### TO DO
The answer must consist of every line in the records that contains the word "your".

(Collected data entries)
● ● ●

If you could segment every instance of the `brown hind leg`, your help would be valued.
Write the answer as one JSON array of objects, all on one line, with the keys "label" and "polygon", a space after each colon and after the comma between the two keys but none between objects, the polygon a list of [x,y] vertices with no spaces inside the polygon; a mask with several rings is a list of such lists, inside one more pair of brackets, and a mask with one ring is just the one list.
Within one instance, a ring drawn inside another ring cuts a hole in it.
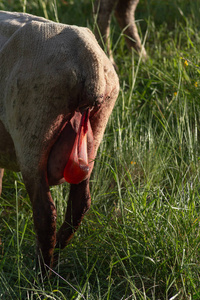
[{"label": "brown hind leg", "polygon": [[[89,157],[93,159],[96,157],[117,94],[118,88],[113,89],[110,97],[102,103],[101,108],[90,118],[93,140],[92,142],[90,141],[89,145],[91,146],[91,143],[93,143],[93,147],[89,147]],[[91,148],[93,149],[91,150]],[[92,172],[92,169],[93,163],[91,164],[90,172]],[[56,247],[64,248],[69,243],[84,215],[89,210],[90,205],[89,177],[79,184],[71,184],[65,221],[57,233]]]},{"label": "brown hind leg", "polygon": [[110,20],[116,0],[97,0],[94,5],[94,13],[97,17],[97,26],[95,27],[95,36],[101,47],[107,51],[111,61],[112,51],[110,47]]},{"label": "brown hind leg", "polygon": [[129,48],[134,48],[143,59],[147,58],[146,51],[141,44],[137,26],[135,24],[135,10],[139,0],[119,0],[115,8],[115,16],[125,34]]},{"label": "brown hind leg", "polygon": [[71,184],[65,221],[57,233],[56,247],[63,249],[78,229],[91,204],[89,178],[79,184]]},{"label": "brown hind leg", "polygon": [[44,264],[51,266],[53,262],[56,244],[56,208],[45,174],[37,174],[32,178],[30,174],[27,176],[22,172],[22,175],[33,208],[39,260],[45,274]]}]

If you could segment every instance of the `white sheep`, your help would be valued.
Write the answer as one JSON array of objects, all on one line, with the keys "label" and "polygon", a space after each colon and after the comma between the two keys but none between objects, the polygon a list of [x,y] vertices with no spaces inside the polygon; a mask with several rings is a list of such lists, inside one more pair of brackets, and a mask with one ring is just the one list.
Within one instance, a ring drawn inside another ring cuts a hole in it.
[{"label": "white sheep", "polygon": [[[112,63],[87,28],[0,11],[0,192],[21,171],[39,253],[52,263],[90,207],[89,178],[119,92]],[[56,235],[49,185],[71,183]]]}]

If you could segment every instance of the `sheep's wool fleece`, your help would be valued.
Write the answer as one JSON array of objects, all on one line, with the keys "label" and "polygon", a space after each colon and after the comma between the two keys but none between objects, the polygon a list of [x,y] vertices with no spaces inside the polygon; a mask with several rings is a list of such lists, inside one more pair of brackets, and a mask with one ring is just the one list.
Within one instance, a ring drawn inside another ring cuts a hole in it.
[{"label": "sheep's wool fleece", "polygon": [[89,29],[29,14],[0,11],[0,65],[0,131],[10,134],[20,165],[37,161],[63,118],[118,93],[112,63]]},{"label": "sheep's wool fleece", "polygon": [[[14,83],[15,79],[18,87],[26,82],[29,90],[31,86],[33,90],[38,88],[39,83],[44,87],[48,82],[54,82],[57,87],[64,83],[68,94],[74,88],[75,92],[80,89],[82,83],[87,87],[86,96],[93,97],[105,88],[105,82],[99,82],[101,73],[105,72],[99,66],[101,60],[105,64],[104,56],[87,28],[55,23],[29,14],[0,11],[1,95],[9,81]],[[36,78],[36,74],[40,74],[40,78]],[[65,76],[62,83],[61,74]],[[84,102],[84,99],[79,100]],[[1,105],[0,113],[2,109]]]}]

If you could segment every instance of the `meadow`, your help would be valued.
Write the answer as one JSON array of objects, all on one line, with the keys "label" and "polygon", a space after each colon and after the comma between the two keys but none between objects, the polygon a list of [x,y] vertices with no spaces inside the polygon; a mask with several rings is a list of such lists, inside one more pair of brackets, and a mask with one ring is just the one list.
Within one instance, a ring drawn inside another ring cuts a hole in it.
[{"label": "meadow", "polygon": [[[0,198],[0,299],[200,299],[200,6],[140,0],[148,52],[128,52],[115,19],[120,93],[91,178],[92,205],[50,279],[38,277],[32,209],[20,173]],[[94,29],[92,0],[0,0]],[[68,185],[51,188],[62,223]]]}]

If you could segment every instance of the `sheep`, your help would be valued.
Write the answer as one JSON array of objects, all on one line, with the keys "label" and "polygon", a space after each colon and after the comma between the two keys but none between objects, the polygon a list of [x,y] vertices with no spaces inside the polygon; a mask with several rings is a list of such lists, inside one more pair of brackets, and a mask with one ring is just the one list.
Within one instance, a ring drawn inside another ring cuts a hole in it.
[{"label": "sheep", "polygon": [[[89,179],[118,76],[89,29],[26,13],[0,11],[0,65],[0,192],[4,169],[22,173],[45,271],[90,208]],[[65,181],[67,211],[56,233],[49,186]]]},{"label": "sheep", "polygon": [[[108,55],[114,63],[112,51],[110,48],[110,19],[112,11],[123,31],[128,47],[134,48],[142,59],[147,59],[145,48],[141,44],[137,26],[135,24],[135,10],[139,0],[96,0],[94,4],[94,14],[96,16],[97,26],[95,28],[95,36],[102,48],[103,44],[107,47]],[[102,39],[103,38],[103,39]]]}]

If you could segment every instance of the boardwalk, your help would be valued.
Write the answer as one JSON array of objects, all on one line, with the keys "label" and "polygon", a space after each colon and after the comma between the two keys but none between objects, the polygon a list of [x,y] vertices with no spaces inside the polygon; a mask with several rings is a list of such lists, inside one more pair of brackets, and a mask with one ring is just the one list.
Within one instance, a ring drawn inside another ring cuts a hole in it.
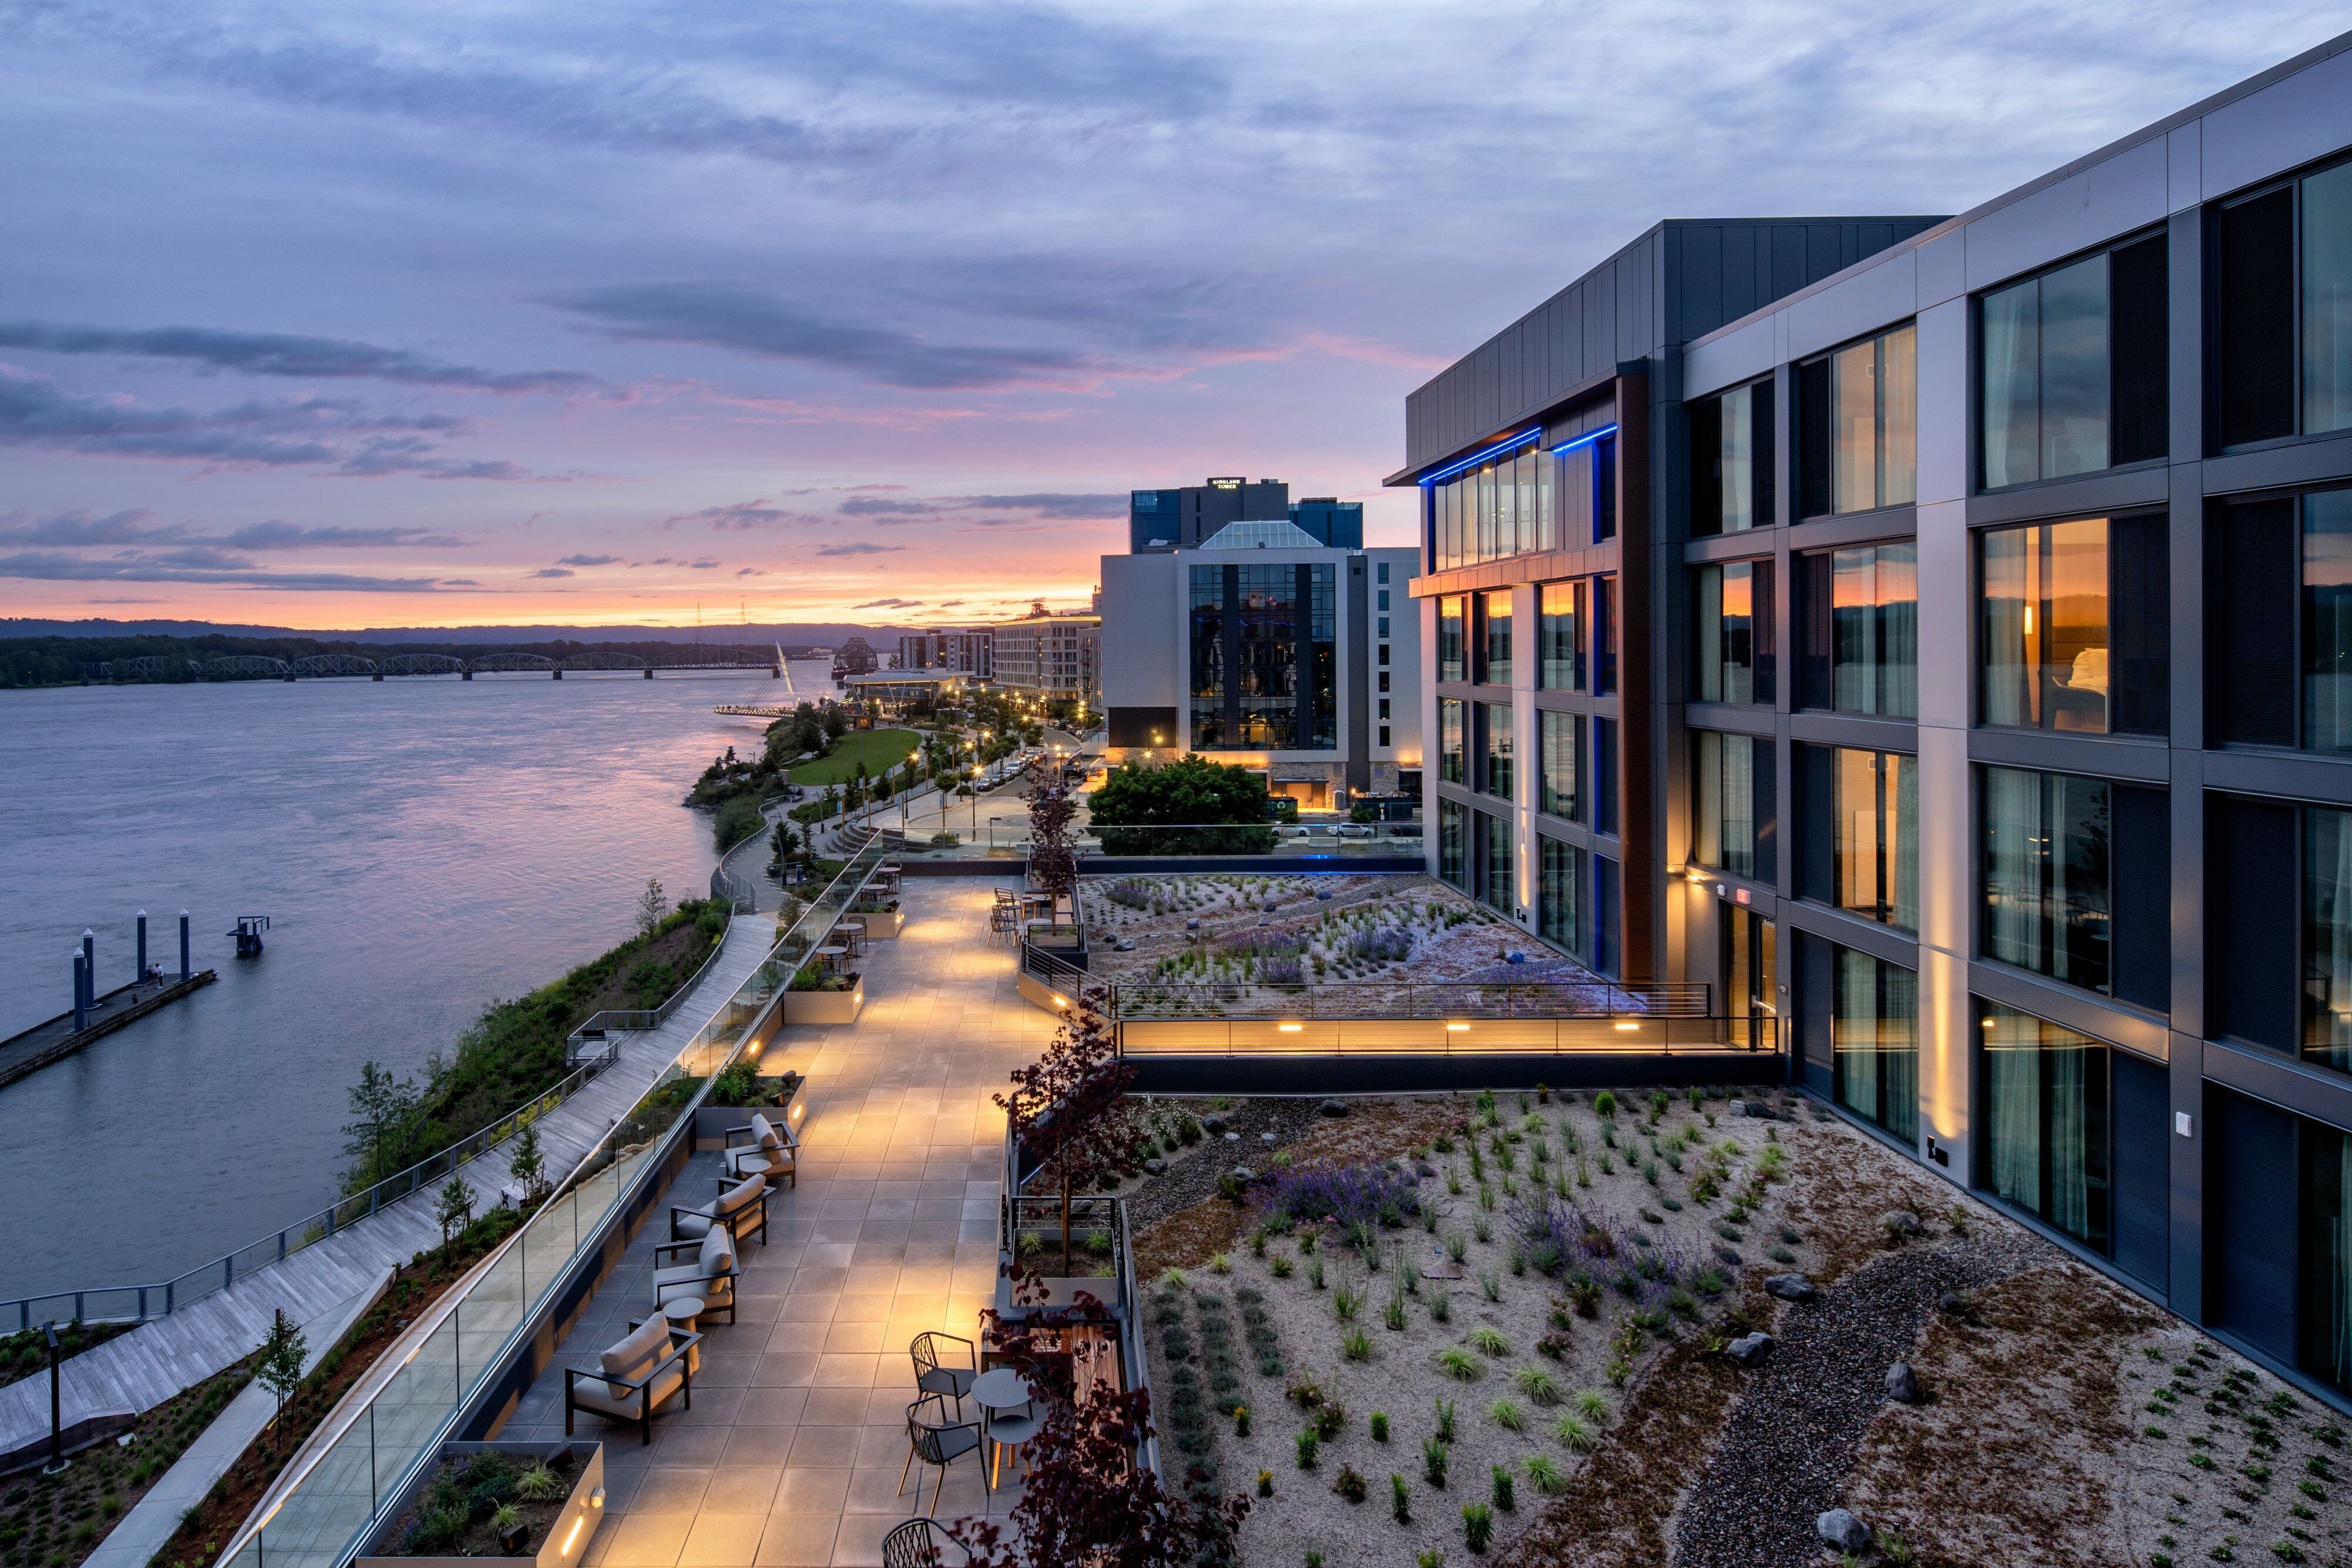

● ● ●

### EXERCISE ANSWER
If you could segment every instance of the `brown hind leg`, your help would be valued.
If you could segment every instance of the `white sheep`, your help would be valued.
If you could segment every instance of the `sheep's wool fleece`, your help would be valued.
If you could segment every instance of the `meadow`, your help would be valued.
If you could segment every instance of the `sheep`, your help would be valued.
If you could segment every instance of the boardwalk, your help would be valued.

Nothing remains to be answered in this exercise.